**ACTIVITY**
Lines from the one containing "Point to the green hedge." through the final line of the records below are needed, copied exactly, with no pictures.

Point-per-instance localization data

↓

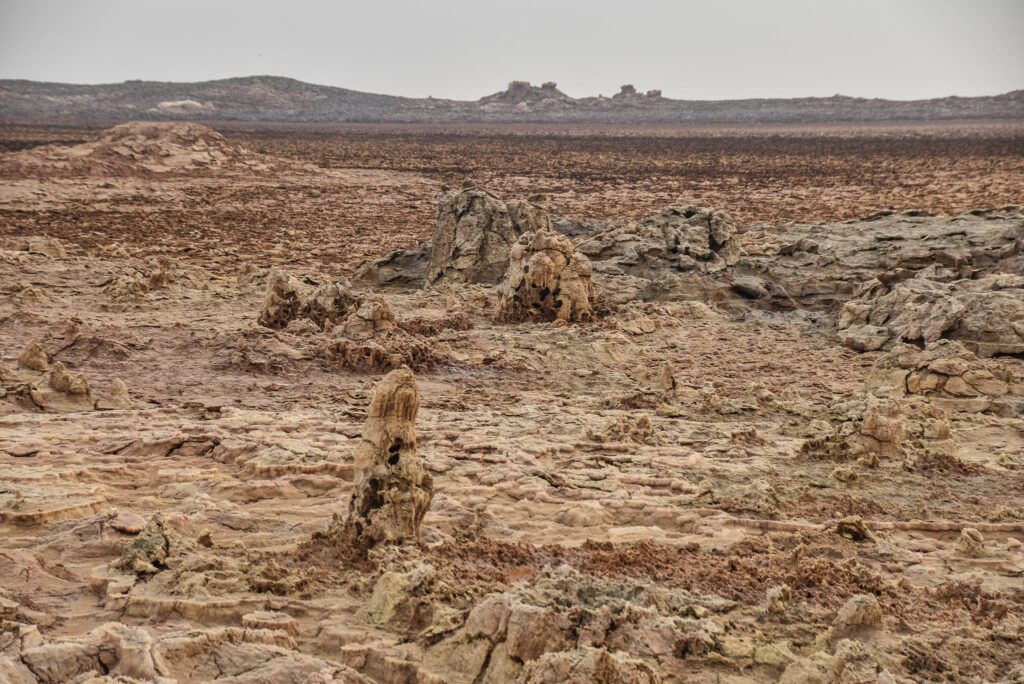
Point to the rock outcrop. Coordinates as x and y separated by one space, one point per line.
474 233
986 315
680 239
867 431
949 374
34 357
547 280
289 299
392 489
819 266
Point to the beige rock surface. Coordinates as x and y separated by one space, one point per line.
678 490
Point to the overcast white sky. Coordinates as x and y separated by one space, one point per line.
467 48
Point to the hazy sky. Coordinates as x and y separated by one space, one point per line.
468 48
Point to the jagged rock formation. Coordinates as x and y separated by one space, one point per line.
547 280
282 99
392 489
682 239
286 299
61 381
946 372
372 317
866 431
820 266
567 626
475 231
986 315
332 304
403 268
289 299
675 254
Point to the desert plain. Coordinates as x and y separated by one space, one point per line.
645 403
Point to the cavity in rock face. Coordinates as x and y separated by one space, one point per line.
474 232
547 280
392 490
34 357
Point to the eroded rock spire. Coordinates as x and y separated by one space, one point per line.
392 489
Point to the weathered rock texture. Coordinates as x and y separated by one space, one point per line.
821 265
547 280
475 231
286 298
33 357
289 299
682 238
392 489
910 429
986 314
695 253
948 373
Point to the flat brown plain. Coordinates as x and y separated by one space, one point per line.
242 438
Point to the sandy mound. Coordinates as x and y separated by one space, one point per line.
139 148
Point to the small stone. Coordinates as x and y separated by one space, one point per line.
971 543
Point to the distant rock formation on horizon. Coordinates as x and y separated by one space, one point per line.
267 98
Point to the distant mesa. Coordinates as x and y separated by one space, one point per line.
524 93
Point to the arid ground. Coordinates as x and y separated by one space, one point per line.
751 464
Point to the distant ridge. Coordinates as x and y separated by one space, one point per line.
271 98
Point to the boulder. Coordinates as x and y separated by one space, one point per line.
475 231
986 315
547 280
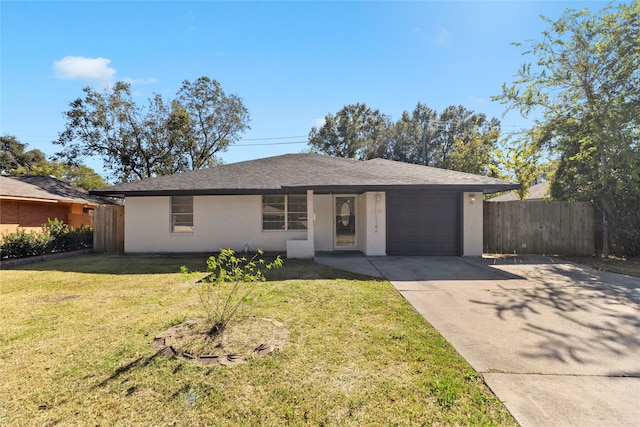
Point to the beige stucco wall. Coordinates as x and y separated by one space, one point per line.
218 222
472 224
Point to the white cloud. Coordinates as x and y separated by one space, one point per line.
81 68
133 81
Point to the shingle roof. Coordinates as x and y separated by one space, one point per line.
47 188
298 172
536 192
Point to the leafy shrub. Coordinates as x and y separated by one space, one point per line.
55 236
21 244
230 281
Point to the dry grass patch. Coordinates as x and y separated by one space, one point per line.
628 266
75 348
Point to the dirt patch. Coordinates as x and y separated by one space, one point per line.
52 299
239 342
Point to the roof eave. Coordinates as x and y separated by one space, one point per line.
484 188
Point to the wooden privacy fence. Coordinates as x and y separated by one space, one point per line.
108 229
538 227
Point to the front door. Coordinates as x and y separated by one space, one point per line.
345 222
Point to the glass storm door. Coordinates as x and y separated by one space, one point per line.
345 223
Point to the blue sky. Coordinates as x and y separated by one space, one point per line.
291 62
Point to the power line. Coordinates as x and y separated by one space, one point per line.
269 143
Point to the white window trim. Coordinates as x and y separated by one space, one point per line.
171 217
286 215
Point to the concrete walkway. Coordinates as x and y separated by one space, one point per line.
558 343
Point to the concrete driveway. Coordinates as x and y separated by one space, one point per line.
558 343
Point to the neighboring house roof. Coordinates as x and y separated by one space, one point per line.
536 192
47 189
299 172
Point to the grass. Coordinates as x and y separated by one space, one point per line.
628 266
75 350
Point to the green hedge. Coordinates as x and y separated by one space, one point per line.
55 236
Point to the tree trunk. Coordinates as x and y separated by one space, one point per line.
605 232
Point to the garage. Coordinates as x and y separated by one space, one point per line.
423 223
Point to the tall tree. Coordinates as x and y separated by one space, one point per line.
457 139
353 132
161 138
519 160
14 156
15 161
585 88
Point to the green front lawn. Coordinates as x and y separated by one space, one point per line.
75 349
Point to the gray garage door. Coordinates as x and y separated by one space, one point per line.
423 223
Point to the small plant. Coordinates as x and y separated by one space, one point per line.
230 281
55 236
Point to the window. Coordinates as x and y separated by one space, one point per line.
181 214
284 212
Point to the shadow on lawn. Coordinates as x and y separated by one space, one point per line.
138 363
131 264
575 314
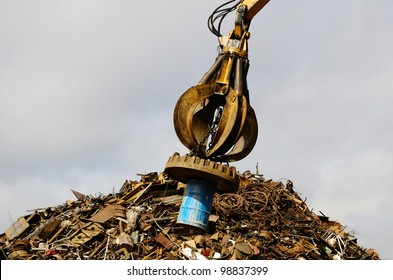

↑

**RESPONSE TO THE TASK**
Point to the green hedge. Coordinates as x and y separated by one space, one point per line.
55 236
Point to the tree trunk. Coordinates as x and y separated by one space, one point per line.
605 232
Point to the garage. Coordinates as x and y separated by one space, one point per line.
423 223
Point to the tall tree. Coordinates as x and y separated by one space, one point per line.
457 139
353 132
161 138
519 160
14 156
15 161
585 88
Point to the green front lawn. Coordinates as x and y separated by one space, one point per line.
75 349
Point to the gray garage door. Coordinates as x and y separated by one space, one point per line.
423 223
Point to the small plant. Coordinates as x and y separated by one space, one point per line.
230 281
55 236
Point to the window. Coordinates as x and y separated by one space, one point per line.
181 214
284 212
Point to the shadow on lawn. Coordinates as x and y separated by one space, one point per line.
138 363
131 264
575 314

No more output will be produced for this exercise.